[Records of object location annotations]

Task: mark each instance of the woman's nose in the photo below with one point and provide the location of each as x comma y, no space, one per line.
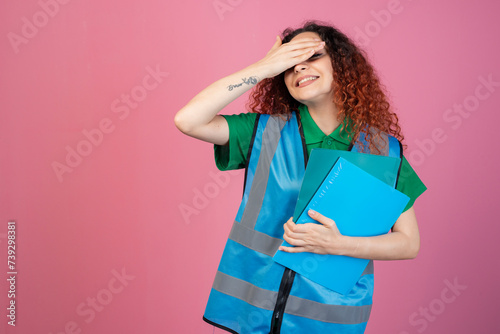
300,67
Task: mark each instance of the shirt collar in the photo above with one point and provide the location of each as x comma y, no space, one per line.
313,133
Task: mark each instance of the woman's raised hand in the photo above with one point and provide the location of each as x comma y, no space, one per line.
284,56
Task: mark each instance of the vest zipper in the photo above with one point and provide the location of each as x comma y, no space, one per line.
283,293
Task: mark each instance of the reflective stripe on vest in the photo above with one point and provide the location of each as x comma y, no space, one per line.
247,282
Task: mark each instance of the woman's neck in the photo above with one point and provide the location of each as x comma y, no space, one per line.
325,117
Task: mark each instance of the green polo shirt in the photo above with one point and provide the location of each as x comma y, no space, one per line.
234,154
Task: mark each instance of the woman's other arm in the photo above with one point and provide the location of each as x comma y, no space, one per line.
325,238
199,117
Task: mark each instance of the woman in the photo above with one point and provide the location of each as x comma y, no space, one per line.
313,89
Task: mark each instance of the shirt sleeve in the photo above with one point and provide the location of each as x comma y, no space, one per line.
409,183
234,154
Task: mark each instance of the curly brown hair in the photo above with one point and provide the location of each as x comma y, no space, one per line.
358,93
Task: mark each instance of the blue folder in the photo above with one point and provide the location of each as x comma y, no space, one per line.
361,205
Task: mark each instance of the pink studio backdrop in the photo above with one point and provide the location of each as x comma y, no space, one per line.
95,174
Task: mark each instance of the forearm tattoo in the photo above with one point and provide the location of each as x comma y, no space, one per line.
246,81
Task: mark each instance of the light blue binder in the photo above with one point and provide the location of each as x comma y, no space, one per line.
361,205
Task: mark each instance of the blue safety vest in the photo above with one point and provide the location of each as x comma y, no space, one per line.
253,294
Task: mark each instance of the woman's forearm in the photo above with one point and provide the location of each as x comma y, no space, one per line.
392,246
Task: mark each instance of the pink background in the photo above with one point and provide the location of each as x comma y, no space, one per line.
119,208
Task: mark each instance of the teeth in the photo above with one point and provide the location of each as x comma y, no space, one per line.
307,79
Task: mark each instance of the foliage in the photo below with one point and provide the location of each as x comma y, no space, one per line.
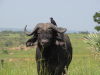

[REQUIREMENT] Rewrite all the records above, substituting "with a single point" for every occurrence of "with one point" and keeping everything else unchanged. Omit the pictures from your answer.

[EXERCISE RESPONSE]
Task: mark each instance of the woman's nose in the photo below with a single point and provide the location of each as x comma y, no space, one per line.
300,67
Task: mark each instance of the shirt collar in the photo above with a single point and provide the location of each as x comma y, no space, one per line.
313,133
Task: mark each instance of the woman's raised hand in the photo above with a single point and provide the location of each as x comma y, no space, one per line.
284,56
Task: mark each instance of the vest zipper in the photo above with a single point and provide the location of each as x comma y, no space, one per line.
283,293
Task: mark each instance of the reflective stripe on vest in the photo above with a single point and provide the location of each as x comma y, no space, one per line.
247,282
Task: mark each instance of the woman's neck in the photo above with a single point and provide the location of each as x comma y, no space, one per line.
325,117
Task: mark each instance of the green polo shirt in the photo above with a single point and provide the location of each as x comma y, no space, one per line.
234,154
Task: mark each instance of the woman's other arm in the photo above with a single point and provide the location of each as x comma y, no space, one per line.
325,238
199,117
Task: mark each instance of the woman in the photo above with a single point and provide the location of each as x comma y, no space, one per line.
313,89
Task: mark each instance of the shirt sleeve in the photo above with a single point and provide the location of each as x comma y, no space, one per line.
409,183
234,154
Task: mark each instance of the curly brown hair in the photo above with a single point and provide the location of each as x comma y, no space, one per line.
358,93
Task: mark each instance of the blue folder in the photo above with a single point and provide the location of each as x comma y, no space, one per line.
361,205
Task: mark each instance of the pink studio backdrop in the photo above with a single point and provide the location of each as x comma y, no space, one per line.
95,174
Task: mark each instance of the forearm tattoo in the photo above with a single point and provide the location of each as x comma y, no space, one per line.
246,81
Task: mark each instance of the light blue binder in the photo above with a single point and provide the location of each as x comma y, no space, one per line.
361,205
Task: mark each instance of the blue safety vest in the photo above with a single point and provide the location of each as x comma y, no space, one per line.
253,294
Task: mark each instance of the woman's forearm in the photo above with a single point and provide the location of each as x comma y, no space, one per line.
392,246
Task: mark each instance of the pink background in the photo above with a single point and provide the location of each as x comma y, no space, one per line.
119,208
Task: mark each instance of the teeth in the photo above with a single point and provide the location of each as x comma y, no space, one per line.
307,79
Task: mark each instance of the foliage in the photo below with a single point and provide the location of each as x comma y, no space, one per line.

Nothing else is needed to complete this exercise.